# how to heat press on koozies



## jtskidsdesigns (Jan 21, 2008)

I am new to the heat press business and have been in the embroidery business for 3 years. I have had great success using the heat press on t-shirts and other light, cotton items.

I am now trying koozies. I used JetPro SofStretch paper and following the paper instructions to use 375 degrees for 30 seconds. The design transferred on - but the area surrounding it looks terrible. Its almost like it's indented. 

Do I need to use a lower temp setting or less time? Or do I need to only use a design that has a a square of color around it so that I can trim perfectly?

Any advice is much appreciated!

Thank you


----------



## queerrep (Jul 18, 2006)

What color koozie are you printing on? I've found that on white, the polymer window is really obvious – at least on the koozies I have.

Or are you talking about the cut edges of the transfer being very visible once you peel? If so you may want to decrease the time.

Also you can try inserting some cardboard or chip board inside the koozie before you press.


----------



## Girlzndollz (Oct 3, 2007)

jtskidsdesigns said:


> The design transferred on - but the area surrounding it looks terrible. Its almost like it's indented.


 
Welcome to the forum. Have you experimented further with this since this post? I've never transferred on to these, but have been watching the thread, waiting to find out what may help. 

Rhonda's post was great, and now I'm wondering if you've gone ahead and tried anything that produced a better result.

I'm also wondering if you mean 'dented' as in possibly 'melted' or changed form in some way from the heat press? 

I am wondering if a teflon sheet, or parchment baking paper, over top of the JPSS might help the area stay uniform while pressing. 

Please write back if you have any more info as to what is happening with your koozie's, thanks so much.


----------



## queerrep (Jul 18, 2006)

Girlzndollz said:


> I'm also wondering if you mean 'dented' as in possibly 'melted' or changed form in some way from the heat press?


Hey Kelly: I can tell you that if the heat is too high it WILL melt the koozie – at least the koozies I have. It will get these little dimples in it. I wonder if that's what the poster is referring to. I've noticed this dimpling in temps over 350º.

I use plastisol (which requires 15 secs at 350º) now instead of transfer paper.

Pointing and labeling entries:
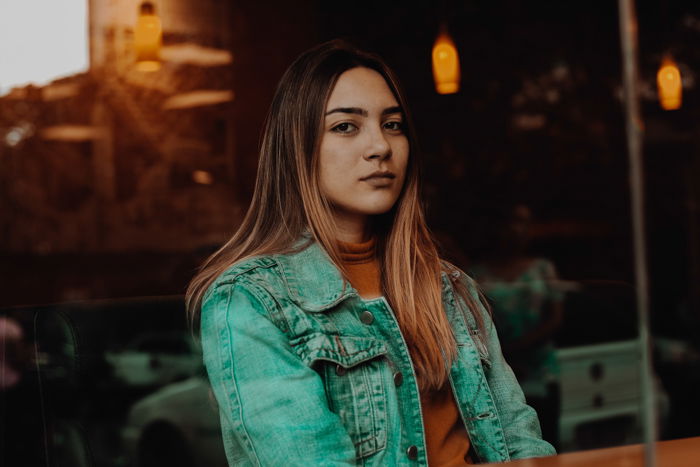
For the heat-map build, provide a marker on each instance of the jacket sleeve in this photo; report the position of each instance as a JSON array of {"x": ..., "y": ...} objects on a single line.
[
  {"x": 272, "y": 406},
  {"x": 520, "y": 423}
]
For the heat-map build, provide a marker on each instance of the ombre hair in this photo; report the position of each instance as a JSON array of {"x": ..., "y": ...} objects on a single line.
[{"x": 288, "y": 201}]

* Given request 1 *
Answer these questions about the forum thread on heat pressing koozies.
(a) What temperature and time did the JetPro SofStretch paper instructions give?
(b) What can be placed inside the koozie before pressing?
(c) Over what temperature has dimpling been noticed?
* Given request 2 *
Reproduce the passage of the forum thread on heat pressing koozies, starting at "# how to heat" and ending at "is much appreciated!".
The records play no part in what is asked here.

* Exercise solution 1 *
(a) 375 degrees for 30 seconds.
(b) Cardboard or chip board.
(c) 350º.

* Exercise solution 2 *
# how to heat press on koozies



## jtskidsdesigns (Jan 21, 2008)

I am new to the heat press business and have been in the embroidery business for 3 years. I have had great success using the heat press on t-shirts and other light, cotton items.

I am now trying koozies. I used JetPro SofStretch paper and following the paper instructions to use 375 degrees for 30 seconds. The design transferred on - but the area surrounding it looks terrible. Its almost like it's indented. 

Do I need to use a lower temp setting or less time? Or do I need to only use a design that has a a square of color around it so that I can trim perfectly?

Any advice is much appreciated!